Where an image occurs, skip it and print the rest of the records verbatim.
═══ RECORDS SHOWN ═══
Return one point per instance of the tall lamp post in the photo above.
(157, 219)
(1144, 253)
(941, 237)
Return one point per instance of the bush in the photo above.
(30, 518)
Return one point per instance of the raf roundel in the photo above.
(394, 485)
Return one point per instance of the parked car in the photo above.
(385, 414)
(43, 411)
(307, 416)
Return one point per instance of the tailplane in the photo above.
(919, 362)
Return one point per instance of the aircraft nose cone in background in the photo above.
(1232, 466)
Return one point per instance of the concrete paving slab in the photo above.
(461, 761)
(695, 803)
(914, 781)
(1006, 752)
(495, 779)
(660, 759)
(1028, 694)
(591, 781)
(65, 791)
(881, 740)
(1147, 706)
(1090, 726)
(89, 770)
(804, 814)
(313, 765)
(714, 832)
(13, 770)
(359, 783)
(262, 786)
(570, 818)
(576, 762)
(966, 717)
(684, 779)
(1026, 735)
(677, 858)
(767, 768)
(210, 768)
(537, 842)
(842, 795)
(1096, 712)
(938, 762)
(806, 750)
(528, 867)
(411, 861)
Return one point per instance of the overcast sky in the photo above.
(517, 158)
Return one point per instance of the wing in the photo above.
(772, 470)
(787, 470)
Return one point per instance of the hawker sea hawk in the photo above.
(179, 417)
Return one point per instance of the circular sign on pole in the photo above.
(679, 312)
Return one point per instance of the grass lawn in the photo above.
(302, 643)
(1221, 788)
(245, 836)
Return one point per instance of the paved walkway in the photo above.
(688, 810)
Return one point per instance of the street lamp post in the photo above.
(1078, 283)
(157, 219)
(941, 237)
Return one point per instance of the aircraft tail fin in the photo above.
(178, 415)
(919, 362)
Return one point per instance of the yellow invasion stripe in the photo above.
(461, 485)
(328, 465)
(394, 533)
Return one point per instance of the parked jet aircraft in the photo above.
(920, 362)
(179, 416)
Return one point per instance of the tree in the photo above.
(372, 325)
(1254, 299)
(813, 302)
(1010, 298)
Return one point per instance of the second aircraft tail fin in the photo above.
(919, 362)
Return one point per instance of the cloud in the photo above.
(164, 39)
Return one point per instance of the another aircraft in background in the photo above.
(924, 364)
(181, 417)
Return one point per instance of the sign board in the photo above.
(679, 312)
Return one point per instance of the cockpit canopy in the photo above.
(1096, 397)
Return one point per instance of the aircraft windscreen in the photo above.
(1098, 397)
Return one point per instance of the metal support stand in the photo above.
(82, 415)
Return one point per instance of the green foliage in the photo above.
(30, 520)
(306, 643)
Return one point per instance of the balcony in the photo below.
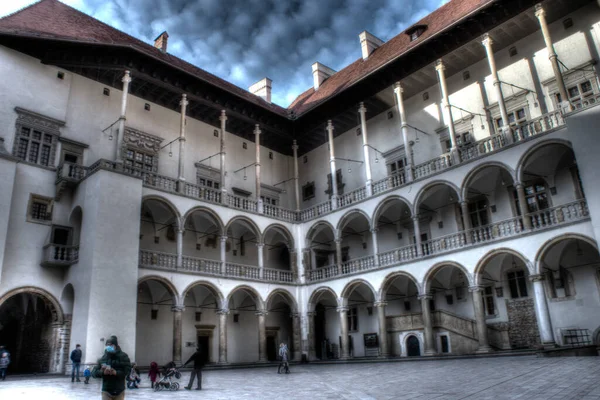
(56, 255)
═══
[WRITTEN RESPONSE]:
Return one point per instance of the tall lamp post in the photo above.
(157, 219)
(1144, 253)
(941, 237)
Return one point per instance of the bush in the photo above.
(30, 518)
Return one point per instance of the raf roundel in the photo above.
(394, 485)
Return one point per instance of the parked car in the photo above.
(385, 414)
(43, 411)
(307, 416)
Return one point per instance of the tailplane in the photo above.
(919, 362)
Return one point per instance of the aircraft nose cone in background in the photo above.
(1232, 466)
Return one point per instance of the concrete paving slab in the photo above.
(461, 761)
(695, 803)
(914, 781)
(1006, 752)
(495, 779)
(660, 759)
(1028, 694)
(591, 781)
(65, 791)
(881, 740)
(1147, 706)
(1090, 726)
(89, 770)
(804, 814)
(313, 765)
(714, 832)
(13, 770)
(359, 783)
(262, 786)
(570, 818)
(576, 762)
(966, 717)
(684, 779)
(1026, 735)
(677, 858)
(767, 768)
(210, 768)
(537, 842)
(842, 795)
(1096, 712)
(938, 762)
(806, 750)
(528, 867)
(411, 861)
Return one point per instance of the overcast sky in the photo above.
(517, 158)
Return one point per instance of the wing in the photo above.
(772, 470)
(787, 470)
Return one point per instance of the hawker sea hawk in the photo above.
(179, 417)
Return one point per instance of the circular sign on pole in the photo above.
(679, 312)
Return one point per instance of the grass lawn in the photo above.
(302, 643)
(1221, 788)
(245, 836)
Return one point per instance of the paved walkway in the photo above.
(688, 810)
Return one point per instance of the street lamp post in the photo above.
(1078, 283)
(157, 219)
(941, 237)
Return one point per instance of the aircraft tail fin in the photo above.
(178, 415)
(919, 362)
Return one point per instance of the yellow invasion stripe in the photo above.
(461, 485)
(328, 465)
(394, 533)
Return one point per instance of the parked jet aircraft in the photo above.
(920, 362)
(179, 416)
Return one point per instance of the tree in the photo above.
(372, 325)
(1254, 299)
(813, 302)
(1010, 298)
Return one point per instance of the second aircraft tail fin in the photo above.
(919, 362)
Return one point per instance of the cloud in the photo above.
(164, 39)
Return one point per instance of the another aircraft in background in the photo above.
(924, 364)
(181, 417)
Return one point per instance of the sign board in the photo above.
(679, 312)
Return one point per instance of the cockpit canopy in the photo above.
(1096, 397)
Return one point per instance of the aircraft windscreen in the photo above.
(1098, 397)
Return one point per instance of the metal support stand in the photo above.
(82, 415)
Return one point per instance of the green foliage in the photo above.
(30, 520)
(306, 643)
Return one point per instance of the balcony in the photo below.
(56, 255)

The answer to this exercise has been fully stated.